TASK STATEMENT: Among the entries below, please repeat exactly and only the lines from the line containing "point: white pickup" to the line containing "point: utility pole", both lines included.
┌─ PROVIDED MATERIAL
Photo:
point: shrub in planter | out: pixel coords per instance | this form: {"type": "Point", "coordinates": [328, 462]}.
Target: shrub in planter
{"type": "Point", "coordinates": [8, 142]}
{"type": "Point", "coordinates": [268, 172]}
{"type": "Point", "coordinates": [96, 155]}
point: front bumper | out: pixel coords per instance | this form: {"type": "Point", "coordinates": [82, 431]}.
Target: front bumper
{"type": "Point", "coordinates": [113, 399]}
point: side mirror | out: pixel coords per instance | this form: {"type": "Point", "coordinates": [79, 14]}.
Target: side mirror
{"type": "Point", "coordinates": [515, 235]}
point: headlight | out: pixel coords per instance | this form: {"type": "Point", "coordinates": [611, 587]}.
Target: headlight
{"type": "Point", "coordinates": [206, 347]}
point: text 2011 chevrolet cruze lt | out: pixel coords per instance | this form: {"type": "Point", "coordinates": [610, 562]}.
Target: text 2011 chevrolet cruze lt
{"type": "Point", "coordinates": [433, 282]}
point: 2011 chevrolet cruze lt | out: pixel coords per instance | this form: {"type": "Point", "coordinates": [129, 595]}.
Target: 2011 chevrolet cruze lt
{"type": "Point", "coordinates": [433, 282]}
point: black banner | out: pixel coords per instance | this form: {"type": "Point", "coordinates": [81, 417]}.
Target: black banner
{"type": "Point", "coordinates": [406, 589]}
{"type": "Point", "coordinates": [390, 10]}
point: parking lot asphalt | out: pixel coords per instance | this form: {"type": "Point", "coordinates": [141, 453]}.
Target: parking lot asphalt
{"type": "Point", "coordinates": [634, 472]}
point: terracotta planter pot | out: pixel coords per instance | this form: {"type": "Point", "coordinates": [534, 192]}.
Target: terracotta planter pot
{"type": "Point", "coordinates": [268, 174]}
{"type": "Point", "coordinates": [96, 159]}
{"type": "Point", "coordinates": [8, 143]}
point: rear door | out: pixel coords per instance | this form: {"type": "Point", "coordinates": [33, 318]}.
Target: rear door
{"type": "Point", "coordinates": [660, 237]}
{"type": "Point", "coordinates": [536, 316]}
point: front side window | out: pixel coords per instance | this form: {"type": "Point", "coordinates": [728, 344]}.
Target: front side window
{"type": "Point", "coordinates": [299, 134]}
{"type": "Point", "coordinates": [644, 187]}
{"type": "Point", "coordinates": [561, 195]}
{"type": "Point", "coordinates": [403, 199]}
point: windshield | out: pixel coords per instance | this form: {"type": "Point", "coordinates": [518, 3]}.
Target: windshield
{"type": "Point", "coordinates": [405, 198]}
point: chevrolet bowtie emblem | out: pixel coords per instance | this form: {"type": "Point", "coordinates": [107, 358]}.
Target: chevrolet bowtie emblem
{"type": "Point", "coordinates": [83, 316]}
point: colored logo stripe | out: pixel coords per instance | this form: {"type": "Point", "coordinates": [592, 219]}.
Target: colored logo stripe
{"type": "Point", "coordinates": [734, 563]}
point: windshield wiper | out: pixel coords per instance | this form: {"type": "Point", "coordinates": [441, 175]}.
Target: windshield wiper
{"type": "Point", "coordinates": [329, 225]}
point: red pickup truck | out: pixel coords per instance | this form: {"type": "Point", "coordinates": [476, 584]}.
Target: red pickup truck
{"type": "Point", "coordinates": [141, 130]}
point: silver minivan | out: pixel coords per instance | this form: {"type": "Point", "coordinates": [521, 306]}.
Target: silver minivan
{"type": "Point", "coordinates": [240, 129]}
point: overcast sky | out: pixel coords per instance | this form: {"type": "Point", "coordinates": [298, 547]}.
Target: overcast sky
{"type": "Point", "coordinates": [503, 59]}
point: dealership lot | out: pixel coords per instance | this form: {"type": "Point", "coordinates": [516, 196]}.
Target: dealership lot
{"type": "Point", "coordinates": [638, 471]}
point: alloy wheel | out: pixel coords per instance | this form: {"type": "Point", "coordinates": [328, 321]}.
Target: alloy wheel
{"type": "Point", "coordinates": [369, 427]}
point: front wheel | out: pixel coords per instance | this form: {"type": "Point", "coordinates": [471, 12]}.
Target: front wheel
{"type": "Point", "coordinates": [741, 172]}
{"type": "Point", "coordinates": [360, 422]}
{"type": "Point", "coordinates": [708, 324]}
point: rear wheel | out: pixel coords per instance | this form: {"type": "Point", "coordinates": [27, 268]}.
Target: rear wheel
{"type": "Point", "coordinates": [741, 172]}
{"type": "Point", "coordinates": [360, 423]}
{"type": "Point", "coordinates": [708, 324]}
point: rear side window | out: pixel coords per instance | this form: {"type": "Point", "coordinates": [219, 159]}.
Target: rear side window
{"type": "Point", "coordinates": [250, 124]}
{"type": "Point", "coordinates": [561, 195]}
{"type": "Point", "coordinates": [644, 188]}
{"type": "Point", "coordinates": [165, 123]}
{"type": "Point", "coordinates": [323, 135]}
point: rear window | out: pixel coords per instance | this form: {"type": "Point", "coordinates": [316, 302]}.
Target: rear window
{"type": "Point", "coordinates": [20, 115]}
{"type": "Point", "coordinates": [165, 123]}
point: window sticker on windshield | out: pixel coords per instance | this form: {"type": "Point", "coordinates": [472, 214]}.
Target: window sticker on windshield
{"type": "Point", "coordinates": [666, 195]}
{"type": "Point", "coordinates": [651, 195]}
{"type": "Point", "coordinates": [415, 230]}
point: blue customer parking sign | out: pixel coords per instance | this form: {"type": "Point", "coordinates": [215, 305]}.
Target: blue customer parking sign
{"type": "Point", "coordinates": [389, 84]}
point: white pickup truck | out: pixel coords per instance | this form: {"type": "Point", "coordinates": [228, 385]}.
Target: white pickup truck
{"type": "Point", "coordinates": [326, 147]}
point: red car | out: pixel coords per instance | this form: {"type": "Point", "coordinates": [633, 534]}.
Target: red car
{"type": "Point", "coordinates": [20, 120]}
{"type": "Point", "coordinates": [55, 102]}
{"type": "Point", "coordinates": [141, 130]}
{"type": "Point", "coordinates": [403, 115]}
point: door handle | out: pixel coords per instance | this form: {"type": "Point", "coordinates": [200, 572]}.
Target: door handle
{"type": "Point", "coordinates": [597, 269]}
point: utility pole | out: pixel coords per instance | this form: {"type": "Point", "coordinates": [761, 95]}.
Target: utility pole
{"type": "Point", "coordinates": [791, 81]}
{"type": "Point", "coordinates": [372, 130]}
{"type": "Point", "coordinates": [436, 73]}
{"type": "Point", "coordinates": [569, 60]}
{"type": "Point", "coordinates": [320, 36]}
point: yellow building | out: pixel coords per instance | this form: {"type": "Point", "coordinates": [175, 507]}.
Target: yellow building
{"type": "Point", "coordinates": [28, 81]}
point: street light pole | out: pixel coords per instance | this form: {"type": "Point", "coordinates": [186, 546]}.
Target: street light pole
└─
TASK RESULT:
point: white pickup truck | out: pixel coords per instance | this form: {"type": "Point", "coordinates": [228, 385]}.
Target: white pickup truck
{"type": "Point", "coordinates": [326, 147]}
point: red car | out: pixel coords per instance | this form: {"type": "Point", "coordinates": [633, 534]}.
Target: red car
{"type": "Point", "coordinates": [20, 120]}
{"type": "Point", "coordinates": [55, 102]}
{"type": "Point", "coordinates": [141, 130]}
{"type": "Point", "coordinates": [403, 115]}
point: door handle | out: pixel coords per instance | this form: {"type": "Point", "coordinates": [200, 572]}.
Target: door handle
{"type": "Point", "coordinates": [597, 269]}
point: utility pole | out: pixel coords per instance | this form: {"type": "Point", "coordinates": [761, 95]}.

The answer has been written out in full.